<<<<
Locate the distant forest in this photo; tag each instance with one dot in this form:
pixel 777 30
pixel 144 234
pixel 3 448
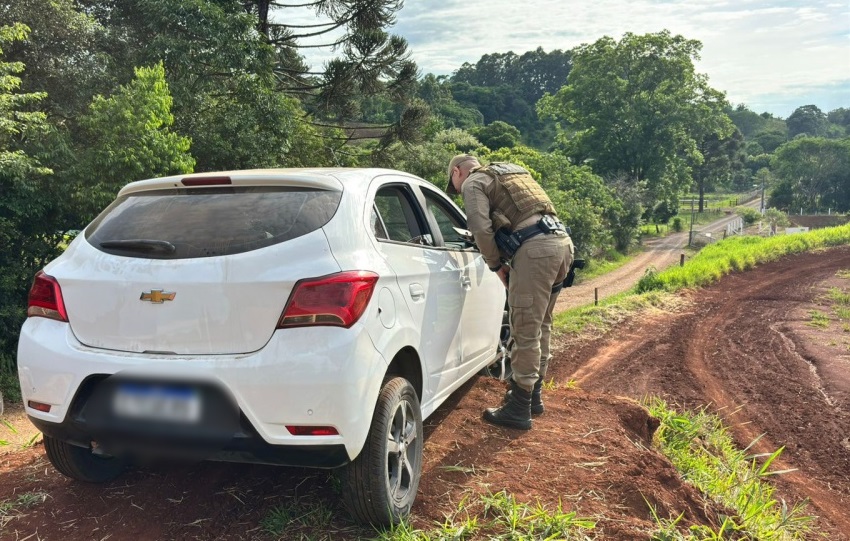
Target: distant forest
pixel 97 93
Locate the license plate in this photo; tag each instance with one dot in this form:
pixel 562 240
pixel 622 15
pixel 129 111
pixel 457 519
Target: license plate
pixel 157 403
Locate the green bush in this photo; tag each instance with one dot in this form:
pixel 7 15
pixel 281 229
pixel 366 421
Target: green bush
pixel 749 214
pixel 677 224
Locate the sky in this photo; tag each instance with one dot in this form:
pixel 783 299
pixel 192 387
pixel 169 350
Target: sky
pixel 770 55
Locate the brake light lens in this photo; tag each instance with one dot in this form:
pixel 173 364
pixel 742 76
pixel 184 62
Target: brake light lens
pixel 45 298
pixel 312 430
pixel 206 181
pixel 337 300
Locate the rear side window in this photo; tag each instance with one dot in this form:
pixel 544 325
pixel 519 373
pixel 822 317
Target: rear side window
pixel 205 222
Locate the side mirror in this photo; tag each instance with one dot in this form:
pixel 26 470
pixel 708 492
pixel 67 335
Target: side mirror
pixel 466 235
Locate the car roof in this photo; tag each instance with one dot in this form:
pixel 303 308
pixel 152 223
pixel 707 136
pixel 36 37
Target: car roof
pixel 328 178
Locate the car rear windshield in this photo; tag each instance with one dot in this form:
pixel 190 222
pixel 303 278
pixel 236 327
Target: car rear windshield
pixel 206 222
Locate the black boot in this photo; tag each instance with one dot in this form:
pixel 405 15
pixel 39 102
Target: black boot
pixel 536 397
pixel 515 412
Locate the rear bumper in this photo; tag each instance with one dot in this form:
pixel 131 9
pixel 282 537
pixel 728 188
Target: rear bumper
pixel 336 384
pixel 244 446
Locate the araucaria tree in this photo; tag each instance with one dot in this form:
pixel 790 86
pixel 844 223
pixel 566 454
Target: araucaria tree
pixel 637 109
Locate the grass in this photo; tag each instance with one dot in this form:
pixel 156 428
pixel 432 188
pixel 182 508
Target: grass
pixel 819 319
pixel 498 517
pixel 296 515
pixel 739 254
pixel 839 296
pixel 697 444
pixel 598 266
pixel 11 509
pixel 700 447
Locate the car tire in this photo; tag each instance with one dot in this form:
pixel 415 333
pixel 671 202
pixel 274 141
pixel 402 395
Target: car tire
pixel 80 463
pixel 379 486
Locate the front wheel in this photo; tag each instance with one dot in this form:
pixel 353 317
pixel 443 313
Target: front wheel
pixel 81 464
pixel 379 486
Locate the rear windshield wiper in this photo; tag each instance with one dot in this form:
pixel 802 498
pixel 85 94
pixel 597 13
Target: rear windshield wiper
pixel 142 245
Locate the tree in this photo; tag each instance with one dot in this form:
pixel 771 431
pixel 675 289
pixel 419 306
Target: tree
pixel 813 173
pixel 371 61
pixel 808 120
pixel 840 120
pixel 127 138
pixel 721 158
pixel 29 201
pixel 62 54
pixel 636 109
pixel 770 139
pixel 507 86
pixel 497 135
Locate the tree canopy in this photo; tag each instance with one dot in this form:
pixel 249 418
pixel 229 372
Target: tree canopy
pixel 637 108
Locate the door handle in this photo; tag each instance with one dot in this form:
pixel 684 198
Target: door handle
pixel 417 292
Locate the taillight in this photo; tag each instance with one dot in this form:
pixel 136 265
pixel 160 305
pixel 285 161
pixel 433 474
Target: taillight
pixel 338 300
pixel 45 298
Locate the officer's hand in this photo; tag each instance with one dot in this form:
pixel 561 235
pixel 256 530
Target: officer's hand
pixel 503 274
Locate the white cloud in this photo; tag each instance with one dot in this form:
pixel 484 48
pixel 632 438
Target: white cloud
pixel 751 48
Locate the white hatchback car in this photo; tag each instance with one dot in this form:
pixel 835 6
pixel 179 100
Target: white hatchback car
pixel 309 317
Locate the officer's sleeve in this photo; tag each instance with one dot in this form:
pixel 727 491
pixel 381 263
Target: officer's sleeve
pixel 477 206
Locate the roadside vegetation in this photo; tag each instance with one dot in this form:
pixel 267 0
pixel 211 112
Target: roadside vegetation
pixel 696 443
pixel 700 447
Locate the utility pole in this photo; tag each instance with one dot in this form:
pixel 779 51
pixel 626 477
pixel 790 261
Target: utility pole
pixel 691 233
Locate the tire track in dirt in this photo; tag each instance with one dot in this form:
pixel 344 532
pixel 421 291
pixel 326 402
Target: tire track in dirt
pixel 735 353
pixel 660 253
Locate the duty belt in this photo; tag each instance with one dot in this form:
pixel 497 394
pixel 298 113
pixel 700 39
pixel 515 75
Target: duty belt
pixel 547 224
pixel 509 243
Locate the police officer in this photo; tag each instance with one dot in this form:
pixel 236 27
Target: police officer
pixel 504 203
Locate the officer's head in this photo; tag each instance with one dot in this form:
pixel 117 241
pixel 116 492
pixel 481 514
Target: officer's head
pixel 458 166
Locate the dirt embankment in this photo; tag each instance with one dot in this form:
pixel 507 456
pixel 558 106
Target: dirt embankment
pixel 743 348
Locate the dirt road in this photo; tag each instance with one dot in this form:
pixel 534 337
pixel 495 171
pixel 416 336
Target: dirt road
pixel 744 348
pixel 659 253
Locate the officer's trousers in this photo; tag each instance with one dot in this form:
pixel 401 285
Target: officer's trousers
pixel 538 264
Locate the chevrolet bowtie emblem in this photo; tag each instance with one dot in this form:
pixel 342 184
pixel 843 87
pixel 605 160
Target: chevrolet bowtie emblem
pixel 157 296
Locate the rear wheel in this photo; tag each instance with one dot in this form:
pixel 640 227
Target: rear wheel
pixel 380 484
pixel 80 463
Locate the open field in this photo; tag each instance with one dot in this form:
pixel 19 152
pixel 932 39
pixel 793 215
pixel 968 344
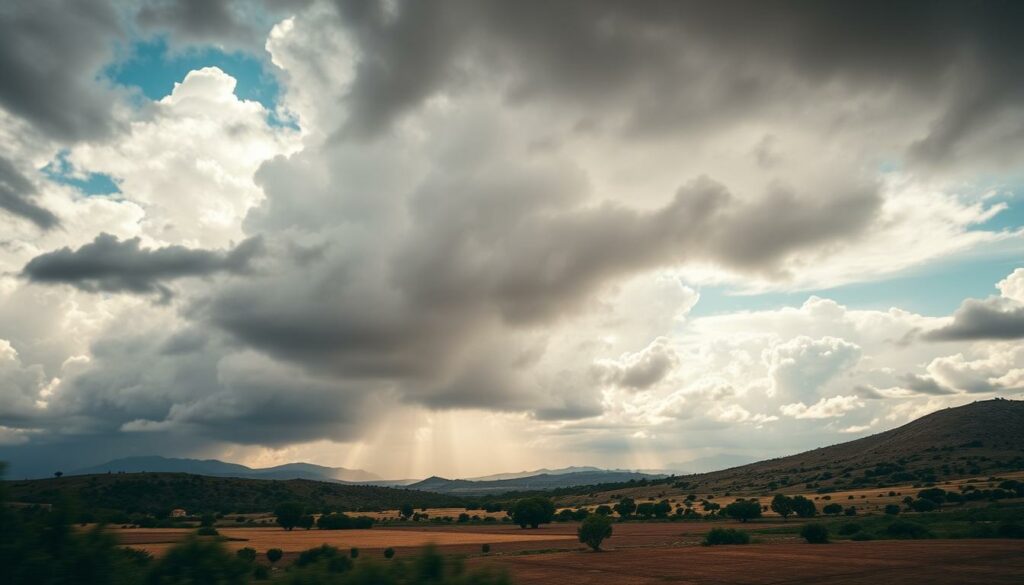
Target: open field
pixel 159 540
pixel 889 562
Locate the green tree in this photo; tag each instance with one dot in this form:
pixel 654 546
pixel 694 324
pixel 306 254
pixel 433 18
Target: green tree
pixel 781 505
pixel 626 507
pixel 803 507
pixel 406 510
pixel 289 514
pixel 833 509
pixel 594 530
pixel 743 510
pixel 532 511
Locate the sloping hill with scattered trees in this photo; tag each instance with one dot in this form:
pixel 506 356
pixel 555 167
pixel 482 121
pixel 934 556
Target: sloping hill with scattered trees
pixel 980 439
pixel 159 493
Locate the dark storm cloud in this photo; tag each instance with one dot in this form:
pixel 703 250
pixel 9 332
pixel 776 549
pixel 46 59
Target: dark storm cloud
pixel 655 55
pixel 111 265
pixel 993 318
pixel 199 21
pixel 15 197
pixel 50 53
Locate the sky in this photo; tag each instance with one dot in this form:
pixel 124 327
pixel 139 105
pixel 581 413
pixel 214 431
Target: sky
pixel 468 237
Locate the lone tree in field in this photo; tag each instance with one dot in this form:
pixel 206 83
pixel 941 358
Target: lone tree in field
pixel 532 512
pixel 626 507
pixel 803 507
pixel 781 505
pixel 743 510
pixel 289 514
pixel 594 530
pixel 833 509
pixel 406 510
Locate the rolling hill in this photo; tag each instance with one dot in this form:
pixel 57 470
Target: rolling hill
pixel 528 484
pixel 220 468
pixel 980 439
pixel 158 493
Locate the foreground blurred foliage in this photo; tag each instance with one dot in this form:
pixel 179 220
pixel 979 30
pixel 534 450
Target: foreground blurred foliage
pixel 42 546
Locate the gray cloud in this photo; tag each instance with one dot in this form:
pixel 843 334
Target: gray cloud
pixel 111 265
pixel 654 55
pixel 50 53
pixel 994 318
pixel 15 197
pixel 199 21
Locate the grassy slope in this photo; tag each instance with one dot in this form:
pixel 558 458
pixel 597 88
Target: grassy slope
pixel 161 492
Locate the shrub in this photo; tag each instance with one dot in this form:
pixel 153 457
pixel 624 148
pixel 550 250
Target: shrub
pixel 903 529
pixel 743 510
pixel 803 507
pixel 532 511
pixel 923 505
pixel 814 534
pixel 725 536
pixel 289 514
pixel 594 530
pixel 781 505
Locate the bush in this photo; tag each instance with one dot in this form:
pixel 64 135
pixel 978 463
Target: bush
pixel 594 530
pixel 725 536
pixel 532 511
pixel 923 505
pixel 743 510
pixel 907 530
pixel 814 534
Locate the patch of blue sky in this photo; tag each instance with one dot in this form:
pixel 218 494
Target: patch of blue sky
pixel 59 170
pixel 153 68
pixel 935 290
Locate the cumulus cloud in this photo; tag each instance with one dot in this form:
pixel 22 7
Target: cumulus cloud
pixel 824 408
pixel 993 318
pixel 109 264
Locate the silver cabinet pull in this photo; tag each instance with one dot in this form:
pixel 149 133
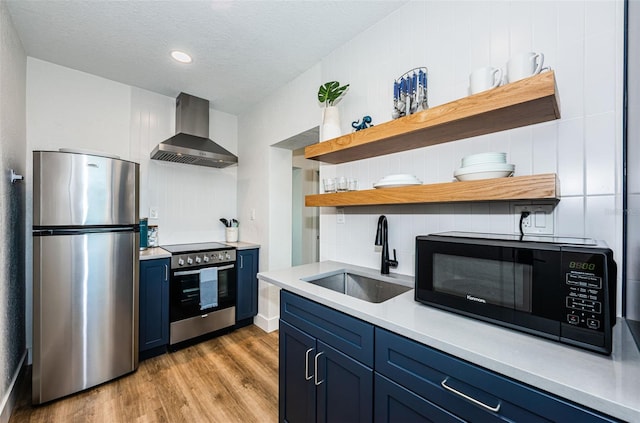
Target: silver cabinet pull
pixel 306 365
pixel 468 398
pixel 316 369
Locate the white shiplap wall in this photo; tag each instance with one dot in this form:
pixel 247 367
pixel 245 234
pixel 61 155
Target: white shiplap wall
pixel 68 108
pixel 582 43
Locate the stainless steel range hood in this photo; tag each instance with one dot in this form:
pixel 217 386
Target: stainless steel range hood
pixel 191 144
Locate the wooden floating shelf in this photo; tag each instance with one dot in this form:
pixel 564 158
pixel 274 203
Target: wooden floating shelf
pixel 534 187
pixel 528 101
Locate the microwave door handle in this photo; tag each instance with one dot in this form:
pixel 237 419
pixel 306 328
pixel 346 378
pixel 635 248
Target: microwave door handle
pixel 468 398
pixel 187 272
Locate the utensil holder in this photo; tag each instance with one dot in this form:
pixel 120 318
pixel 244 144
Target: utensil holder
pixel 231 234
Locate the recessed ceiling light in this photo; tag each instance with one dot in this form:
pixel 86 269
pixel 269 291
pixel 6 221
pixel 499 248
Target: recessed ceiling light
pixel 181 56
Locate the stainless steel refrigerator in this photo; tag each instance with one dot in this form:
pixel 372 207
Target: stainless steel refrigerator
pixel 85 271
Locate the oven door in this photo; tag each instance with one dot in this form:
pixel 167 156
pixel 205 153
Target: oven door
pixel 186 298
pixel 515 285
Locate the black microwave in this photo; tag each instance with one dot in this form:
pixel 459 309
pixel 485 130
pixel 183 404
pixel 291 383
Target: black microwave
pixel 559 288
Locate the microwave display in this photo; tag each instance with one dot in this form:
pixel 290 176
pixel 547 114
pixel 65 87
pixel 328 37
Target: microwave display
pixel 505 284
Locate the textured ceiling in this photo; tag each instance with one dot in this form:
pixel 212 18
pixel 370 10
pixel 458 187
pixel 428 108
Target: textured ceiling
pixel 242 50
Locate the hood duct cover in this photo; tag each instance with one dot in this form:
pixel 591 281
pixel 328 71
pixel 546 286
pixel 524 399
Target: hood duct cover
pixel 191 144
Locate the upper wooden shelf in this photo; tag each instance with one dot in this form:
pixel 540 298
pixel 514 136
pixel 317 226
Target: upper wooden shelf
pixel 525 102
pixel 532 187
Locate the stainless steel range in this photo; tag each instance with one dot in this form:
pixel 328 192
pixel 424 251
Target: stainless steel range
pixel 203 289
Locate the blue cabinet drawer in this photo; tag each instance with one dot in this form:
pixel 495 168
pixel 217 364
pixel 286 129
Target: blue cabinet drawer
pixel 348 334
pixel 472 393
pixel 393 403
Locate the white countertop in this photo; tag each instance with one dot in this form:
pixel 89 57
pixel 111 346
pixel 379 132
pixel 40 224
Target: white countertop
pixel 240 245
pixel 610 384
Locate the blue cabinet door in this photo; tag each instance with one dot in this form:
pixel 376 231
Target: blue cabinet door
pixel 154 304
pixel 247 302
pixel 394 403
pixel 345 388
pixel 297 394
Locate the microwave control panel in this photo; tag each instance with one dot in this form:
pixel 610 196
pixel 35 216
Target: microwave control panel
pixel 584 276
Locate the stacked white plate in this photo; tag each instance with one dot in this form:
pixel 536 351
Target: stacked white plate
pixel 484 166
pixel 400 180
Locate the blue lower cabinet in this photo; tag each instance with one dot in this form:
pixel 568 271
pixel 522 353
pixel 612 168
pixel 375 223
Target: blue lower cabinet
pixel 331 370
pixel 247 295
pixel 393 403
pixel 297 391
pixel 319 382
pixel 153 332
pixel 467 391
pixel 345 387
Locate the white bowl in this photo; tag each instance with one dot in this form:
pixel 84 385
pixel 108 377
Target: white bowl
pixel 484 171
pixel 483 175
pixel 485 167
pixel 484 158
pixel 399 177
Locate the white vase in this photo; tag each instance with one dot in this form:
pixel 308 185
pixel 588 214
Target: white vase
pixel 330 123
>>>>
ASSIGNED TASK ▸
Within the material above, the line with "Locate the taillight" opens the range and the line with "pixel 835 6" closes it; reproduce that range word for word.

COMPLETED TASK ▸
Locate the taillight in this photo; tag each instance with one dot in this form:
pixel 136 265
pixel 160 305
pixel 285 161
pixel 433 474
Target: taillight
pixel 338 300
pixel 45 298
Locate the officer's hand in this photo; tag each instance with one dot in this form:
pixel 561 235
pixel 256 530
Target: officer's hand
pixel 503 274
Locate the white cloud in this photo; tag each instance with one dot in this form:
pixel 484 48
pixel 632 438
Target: white cloud
pixel 751 48
Locate the white hatchback car in this photo; tag each instance with one dot in this form:
pixel 835 6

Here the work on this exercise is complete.